Task to carry out: Print everything in the records below, unchanged, from the line containing "Target: bamboo-like foliage" down to the final line of the records.

[Saved data entries]
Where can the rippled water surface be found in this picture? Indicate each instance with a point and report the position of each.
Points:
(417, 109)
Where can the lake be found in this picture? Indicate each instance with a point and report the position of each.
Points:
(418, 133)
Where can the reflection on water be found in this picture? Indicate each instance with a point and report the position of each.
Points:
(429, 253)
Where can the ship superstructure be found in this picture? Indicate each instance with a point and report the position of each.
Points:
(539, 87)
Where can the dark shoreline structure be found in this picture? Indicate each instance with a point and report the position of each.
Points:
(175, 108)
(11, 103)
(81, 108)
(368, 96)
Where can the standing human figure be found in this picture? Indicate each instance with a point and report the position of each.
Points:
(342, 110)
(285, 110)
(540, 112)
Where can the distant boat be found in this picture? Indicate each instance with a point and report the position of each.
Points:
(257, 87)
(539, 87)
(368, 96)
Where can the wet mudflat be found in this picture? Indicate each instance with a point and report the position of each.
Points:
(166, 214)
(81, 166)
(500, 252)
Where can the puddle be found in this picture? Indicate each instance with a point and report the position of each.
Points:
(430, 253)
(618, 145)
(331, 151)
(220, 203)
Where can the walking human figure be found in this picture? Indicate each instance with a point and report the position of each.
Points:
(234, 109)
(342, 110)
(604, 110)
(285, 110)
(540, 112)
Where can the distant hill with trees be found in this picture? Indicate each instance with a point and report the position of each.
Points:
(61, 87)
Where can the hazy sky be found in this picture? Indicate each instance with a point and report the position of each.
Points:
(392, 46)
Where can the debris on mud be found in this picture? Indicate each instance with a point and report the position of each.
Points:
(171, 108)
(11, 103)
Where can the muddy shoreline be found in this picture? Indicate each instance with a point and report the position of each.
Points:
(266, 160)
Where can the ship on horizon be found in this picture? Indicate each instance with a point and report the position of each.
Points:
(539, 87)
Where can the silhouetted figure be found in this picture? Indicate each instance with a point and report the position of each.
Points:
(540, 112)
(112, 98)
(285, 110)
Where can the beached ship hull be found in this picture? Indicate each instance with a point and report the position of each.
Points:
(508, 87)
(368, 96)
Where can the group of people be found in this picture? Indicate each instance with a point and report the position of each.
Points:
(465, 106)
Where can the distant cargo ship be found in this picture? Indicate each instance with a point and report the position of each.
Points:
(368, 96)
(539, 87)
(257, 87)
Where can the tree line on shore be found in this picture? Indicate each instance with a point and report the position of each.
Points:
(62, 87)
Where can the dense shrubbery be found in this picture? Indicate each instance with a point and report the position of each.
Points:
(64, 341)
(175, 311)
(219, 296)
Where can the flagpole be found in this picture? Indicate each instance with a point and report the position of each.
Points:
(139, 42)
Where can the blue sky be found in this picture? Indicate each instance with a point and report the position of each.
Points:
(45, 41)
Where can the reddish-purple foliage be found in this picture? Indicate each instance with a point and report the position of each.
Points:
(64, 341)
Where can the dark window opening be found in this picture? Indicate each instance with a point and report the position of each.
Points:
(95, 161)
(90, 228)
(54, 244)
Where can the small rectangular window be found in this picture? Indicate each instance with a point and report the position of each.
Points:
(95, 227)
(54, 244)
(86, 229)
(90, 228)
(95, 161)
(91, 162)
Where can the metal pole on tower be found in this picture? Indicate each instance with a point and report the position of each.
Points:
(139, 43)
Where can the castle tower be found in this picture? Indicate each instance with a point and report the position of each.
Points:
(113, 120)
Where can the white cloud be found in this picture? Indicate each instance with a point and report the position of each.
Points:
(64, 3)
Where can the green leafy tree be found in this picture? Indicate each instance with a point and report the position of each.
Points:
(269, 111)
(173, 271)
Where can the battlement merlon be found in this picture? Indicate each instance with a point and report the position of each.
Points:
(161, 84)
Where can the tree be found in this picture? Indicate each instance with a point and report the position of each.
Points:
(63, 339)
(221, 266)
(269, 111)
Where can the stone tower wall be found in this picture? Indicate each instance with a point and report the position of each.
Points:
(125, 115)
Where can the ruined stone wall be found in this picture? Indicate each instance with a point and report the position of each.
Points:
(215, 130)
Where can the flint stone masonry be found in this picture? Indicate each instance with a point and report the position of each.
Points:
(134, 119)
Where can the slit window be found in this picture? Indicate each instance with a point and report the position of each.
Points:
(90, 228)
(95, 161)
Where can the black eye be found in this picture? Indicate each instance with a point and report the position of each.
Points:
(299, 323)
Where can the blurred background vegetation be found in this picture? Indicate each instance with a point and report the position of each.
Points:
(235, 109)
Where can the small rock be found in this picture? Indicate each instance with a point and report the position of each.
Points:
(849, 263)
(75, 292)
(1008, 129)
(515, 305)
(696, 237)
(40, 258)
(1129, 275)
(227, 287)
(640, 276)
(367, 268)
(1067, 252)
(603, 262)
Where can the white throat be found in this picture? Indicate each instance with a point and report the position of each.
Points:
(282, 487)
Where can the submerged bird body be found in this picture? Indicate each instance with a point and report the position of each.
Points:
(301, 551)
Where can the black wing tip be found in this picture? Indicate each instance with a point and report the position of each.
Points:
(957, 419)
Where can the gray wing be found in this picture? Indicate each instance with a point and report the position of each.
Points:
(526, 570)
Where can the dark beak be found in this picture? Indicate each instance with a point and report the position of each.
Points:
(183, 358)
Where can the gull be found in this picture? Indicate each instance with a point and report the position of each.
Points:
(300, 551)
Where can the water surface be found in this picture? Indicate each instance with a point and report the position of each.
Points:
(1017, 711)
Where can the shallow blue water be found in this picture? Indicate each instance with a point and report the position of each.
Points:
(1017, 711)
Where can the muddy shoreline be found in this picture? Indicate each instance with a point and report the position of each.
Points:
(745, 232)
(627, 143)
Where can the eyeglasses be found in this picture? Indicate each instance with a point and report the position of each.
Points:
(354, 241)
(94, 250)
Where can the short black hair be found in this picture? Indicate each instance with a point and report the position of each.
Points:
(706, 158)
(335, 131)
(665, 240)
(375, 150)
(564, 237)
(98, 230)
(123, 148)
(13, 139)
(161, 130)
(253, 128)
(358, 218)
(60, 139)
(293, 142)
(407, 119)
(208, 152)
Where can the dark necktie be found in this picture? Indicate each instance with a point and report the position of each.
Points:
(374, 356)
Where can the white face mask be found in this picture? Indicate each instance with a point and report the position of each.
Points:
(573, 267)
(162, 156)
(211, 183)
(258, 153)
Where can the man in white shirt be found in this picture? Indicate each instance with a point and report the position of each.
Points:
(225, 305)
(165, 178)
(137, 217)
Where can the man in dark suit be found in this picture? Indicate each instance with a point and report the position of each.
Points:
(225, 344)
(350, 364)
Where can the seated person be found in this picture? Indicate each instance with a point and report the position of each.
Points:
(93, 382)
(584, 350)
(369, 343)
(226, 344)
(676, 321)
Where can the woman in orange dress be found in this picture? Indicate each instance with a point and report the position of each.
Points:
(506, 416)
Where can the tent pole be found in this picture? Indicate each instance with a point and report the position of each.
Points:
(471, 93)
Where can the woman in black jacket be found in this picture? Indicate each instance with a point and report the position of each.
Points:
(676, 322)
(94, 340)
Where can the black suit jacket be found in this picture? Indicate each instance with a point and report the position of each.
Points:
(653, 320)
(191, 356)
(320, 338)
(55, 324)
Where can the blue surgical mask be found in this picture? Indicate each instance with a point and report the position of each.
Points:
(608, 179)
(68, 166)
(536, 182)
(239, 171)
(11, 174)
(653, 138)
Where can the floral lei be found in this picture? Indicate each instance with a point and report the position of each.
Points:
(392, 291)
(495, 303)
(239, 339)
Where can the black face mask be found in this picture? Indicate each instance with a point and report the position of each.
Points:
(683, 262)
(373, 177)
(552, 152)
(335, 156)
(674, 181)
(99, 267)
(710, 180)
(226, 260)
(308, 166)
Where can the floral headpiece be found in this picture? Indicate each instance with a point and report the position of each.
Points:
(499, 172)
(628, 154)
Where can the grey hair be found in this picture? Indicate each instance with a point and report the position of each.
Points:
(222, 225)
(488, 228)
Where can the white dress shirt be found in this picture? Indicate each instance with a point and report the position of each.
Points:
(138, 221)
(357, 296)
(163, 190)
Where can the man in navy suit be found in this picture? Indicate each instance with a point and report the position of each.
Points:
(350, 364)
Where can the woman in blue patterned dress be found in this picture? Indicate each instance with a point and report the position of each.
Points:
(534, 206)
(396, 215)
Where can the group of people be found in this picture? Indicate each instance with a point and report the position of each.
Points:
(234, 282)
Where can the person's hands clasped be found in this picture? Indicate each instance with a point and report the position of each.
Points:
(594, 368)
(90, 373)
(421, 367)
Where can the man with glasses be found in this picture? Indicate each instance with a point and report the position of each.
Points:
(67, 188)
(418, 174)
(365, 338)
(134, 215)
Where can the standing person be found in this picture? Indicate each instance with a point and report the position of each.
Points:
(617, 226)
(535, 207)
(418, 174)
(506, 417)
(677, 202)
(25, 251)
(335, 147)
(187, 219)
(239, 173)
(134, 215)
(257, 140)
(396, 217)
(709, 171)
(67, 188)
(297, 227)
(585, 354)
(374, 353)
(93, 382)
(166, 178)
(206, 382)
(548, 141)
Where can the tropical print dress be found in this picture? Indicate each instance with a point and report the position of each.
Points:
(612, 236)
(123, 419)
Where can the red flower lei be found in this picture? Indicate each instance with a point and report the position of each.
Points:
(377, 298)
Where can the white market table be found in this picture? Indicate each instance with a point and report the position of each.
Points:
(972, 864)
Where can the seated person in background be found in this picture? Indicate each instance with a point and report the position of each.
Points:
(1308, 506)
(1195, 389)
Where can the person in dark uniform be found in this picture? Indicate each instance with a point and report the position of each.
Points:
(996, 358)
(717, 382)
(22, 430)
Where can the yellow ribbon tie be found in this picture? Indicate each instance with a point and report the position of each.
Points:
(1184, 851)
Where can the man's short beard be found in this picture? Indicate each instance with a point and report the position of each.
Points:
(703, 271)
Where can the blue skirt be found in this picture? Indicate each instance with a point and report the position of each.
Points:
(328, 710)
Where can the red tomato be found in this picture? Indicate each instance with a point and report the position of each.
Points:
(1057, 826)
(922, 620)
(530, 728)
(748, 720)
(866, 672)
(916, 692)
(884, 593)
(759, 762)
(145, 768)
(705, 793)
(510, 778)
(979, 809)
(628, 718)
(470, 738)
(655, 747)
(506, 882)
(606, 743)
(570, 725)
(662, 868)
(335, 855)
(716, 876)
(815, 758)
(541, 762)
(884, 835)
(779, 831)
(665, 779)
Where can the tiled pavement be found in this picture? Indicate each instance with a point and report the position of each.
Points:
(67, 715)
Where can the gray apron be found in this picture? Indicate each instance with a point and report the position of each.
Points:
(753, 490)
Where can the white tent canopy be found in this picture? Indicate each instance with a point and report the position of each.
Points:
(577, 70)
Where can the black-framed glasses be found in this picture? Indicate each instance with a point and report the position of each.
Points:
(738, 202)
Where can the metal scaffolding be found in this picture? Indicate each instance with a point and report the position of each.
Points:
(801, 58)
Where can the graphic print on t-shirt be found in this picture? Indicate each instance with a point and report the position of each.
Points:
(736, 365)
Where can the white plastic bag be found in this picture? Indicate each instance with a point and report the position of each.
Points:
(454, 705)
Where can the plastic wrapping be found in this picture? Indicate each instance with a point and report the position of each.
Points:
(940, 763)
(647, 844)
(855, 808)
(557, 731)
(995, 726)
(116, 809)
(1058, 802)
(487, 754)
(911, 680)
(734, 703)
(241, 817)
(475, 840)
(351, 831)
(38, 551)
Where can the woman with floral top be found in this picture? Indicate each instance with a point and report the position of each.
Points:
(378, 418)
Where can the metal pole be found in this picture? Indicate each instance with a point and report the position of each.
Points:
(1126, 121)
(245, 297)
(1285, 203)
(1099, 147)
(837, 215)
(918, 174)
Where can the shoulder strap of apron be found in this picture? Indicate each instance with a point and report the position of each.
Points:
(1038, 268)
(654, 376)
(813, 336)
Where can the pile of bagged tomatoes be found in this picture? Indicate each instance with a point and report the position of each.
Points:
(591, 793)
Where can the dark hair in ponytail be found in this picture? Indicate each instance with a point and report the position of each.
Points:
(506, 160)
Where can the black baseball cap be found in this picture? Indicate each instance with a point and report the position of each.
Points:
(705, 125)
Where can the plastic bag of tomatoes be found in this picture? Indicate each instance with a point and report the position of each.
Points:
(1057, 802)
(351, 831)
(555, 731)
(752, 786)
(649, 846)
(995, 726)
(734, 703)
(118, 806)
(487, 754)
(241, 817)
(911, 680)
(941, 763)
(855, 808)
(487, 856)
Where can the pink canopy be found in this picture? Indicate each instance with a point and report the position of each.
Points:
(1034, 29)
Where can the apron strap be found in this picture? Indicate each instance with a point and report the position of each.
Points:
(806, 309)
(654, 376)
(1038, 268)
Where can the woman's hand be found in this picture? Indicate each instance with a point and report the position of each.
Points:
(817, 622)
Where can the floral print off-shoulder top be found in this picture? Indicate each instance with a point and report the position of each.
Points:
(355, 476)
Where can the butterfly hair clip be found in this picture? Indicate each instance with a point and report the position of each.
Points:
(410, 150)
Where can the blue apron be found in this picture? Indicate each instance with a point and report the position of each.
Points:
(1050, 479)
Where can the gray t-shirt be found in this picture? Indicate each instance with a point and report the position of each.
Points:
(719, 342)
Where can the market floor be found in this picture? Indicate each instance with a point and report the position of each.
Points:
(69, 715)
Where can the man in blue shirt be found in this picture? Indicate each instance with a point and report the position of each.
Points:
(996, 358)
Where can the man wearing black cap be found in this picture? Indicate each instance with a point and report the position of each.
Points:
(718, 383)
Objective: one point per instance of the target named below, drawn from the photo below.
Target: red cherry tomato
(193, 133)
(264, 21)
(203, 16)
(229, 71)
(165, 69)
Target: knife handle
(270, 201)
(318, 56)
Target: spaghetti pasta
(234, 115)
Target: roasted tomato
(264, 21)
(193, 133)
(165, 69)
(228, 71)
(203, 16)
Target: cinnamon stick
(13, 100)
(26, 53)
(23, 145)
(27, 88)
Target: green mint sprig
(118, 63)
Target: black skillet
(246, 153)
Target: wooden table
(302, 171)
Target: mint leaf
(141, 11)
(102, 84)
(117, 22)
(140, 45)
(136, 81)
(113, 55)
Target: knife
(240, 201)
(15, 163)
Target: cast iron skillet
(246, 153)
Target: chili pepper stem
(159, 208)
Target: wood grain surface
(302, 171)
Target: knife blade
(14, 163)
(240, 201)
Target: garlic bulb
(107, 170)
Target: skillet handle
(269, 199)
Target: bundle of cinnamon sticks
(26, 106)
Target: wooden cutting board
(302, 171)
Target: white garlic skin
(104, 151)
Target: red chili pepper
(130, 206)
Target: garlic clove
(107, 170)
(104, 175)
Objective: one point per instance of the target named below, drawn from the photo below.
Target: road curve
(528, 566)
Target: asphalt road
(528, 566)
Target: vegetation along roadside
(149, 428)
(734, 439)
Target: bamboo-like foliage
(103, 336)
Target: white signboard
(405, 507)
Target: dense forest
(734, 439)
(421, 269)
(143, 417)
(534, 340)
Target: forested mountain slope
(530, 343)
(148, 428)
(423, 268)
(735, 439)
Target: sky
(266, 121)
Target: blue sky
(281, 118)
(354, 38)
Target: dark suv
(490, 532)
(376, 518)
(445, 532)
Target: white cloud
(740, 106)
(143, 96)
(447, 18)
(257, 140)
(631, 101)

Solution for this problem:
Target: bamboo-like foliage
(103, 336)
Target: white signboard
(405, 507)
Target: dense forest
(734, 439)
(421, 269)
(143, 417)
(534, 340)
Target: forested mountain slope
(530, 343)
(148, 428)
(423, 268)
(735, 439)
Target: sky
(266, 121)
Target: blue sky
(281, 118)
(354, 38)
Target: dark suv
(490, 532)
(376, 518)
(445, 532)
Target: white cloud
(740, 106)
(143, 96)
(447, 18)
(257, 140)
(631, 101)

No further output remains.